_What the task requires_: Copy every line of the items below character for character, changing nothing.

Records from a segmentation dataset:

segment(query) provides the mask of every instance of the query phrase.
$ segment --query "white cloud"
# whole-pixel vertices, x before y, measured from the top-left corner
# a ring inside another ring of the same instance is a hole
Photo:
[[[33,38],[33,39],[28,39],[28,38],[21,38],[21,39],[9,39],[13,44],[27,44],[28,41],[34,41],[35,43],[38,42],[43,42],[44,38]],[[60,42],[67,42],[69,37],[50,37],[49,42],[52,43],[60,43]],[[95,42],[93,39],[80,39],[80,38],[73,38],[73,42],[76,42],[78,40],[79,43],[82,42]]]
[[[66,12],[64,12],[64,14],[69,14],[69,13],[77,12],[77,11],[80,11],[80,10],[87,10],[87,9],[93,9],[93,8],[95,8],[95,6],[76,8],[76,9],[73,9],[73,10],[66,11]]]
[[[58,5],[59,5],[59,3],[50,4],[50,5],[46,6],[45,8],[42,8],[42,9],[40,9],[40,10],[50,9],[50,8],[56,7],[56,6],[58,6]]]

_Complete answer_:
segment(query) provides the mask of every instance of the query phrase.
$ segment --query "white cloud"
# whole-pixel vertices, x before y, measured from the top-left corner
# a ring inside another ring of the same instance is a hole
Photo:
[[[33,38],[33,39],[28,39],[28,38],[21,38],[21,39],[9,39],[13,44],[27,44],[28,41],[34,41],[35,43],[38,42],[43,42],[44,38]],[[60,42],[67,42],[69,37],[50,37],[49,42],[52,43],[60,43]],[[95,42],[93,39],[80,39],[80,38],[73,38],[73,42],[76,42],[78,40],[79,43],[82,42]]]
[[[66,12],[64,12],[64,14],[69,14],[69,13],[77,12],[77,11],[80,11],[80,10],[87,10],[87,9],[93,9],[93,8],[95,8],[95,6],[76,8],[76,9],[73,9],[73,10],[66,11]]]
[[[58,5],[59,5],[59,3],[50,4],[50,5],[46,6],[45,8],[42,8],[42,9],[40,9],[40,10],[50,9],[50,8],[56,7],[56,6],[58,6]]]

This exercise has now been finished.